Saturday, January 7, 2012

Ndebele Tribe; Linga Koba Dolls

The people of the Ndebele tribe live in Southern Africa.

The Ndebele tribe is most well-known for their painted homes, beaded dolls, and their beautiful use of color in both.  To begin, my students learned about the Ndebele's traditional painted homes.

Students first learned the real reasons why the Ndebele people paint their homes.  It's natural to see the painted homes for their visual aesthetic; the symbols and complex expressionistic designs with bold, beautiful coloring are striking against the stark surroundings of South Africa, but the exterior and interior walls of each home are painted to also relay secret messages that can only be distinguished by other Ndebele people.  The painted symbols and expressions communicate personal prayers, self-identification, values, emotions, and marriage.  The women of the Ndebele are accountable for carrying on the tradition of painting the homes; how well the home is painted and kept up is representative of how good a wife and mother the female is.

------------------------------------

▶ **Exercises to complete**
• A. Duplicate the Ndebele text word for word, starting at the words "Students first learned" and ending after "the female is.".
• B. Please state only the number of lines in the records that contain the word "white".

▶ **Listed entries**
------------------------------------

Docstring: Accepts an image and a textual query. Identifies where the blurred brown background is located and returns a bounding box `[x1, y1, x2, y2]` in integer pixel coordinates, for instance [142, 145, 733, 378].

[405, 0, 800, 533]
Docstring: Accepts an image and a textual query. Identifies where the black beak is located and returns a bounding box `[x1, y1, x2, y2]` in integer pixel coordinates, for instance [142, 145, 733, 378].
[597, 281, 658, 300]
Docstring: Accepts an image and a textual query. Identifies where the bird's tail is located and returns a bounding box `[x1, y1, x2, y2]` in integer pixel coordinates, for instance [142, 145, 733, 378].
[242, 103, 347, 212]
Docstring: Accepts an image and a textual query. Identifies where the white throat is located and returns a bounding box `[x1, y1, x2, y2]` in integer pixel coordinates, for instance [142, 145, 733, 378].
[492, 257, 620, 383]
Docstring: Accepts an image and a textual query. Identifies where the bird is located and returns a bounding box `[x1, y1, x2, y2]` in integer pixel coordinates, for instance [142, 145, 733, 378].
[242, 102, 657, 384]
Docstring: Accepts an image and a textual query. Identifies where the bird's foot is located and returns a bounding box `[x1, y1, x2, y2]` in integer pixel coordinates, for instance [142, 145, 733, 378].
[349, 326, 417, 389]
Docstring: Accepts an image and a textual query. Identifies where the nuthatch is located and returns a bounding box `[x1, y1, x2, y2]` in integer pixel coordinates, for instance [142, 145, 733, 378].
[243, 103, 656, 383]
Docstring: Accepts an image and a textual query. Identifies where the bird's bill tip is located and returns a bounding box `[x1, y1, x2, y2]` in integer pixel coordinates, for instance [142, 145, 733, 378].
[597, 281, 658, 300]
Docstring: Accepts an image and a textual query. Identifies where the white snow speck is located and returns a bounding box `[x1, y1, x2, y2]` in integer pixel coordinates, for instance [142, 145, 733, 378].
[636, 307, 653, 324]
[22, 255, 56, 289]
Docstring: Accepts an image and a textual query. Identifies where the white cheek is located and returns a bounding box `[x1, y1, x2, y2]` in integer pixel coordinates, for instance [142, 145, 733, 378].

------------------------------------

▶ **Final answers**
• A.
Students first learned the real reasons why the Ndebele people paint their homes.  It's natural to see the painted homes for their visual aesthetic; the symbols and complex expressionistic designs with bold, beautiful coloring are striking against the stark surroundings of South Africa, but the exterior and interior walls of each home are painted to also relay secret messages that can only be distinguished by other Ndebele people.  The painted symbols and expressions communicate personal prayers, self-identification, values, emotions, and marriage.  The women of the Ndebele are accountable for carrying on the tradition of painting the homes; how well the home is painted and kept up is representative of how good a wife and mother the female is.

• B. 3